» About this exercise: Going through the entries below, count each line containing the word "Drop". Report the number only.
--
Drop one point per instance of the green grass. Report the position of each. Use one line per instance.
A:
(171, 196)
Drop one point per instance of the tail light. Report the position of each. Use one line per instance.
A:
--
» Problem solution: 2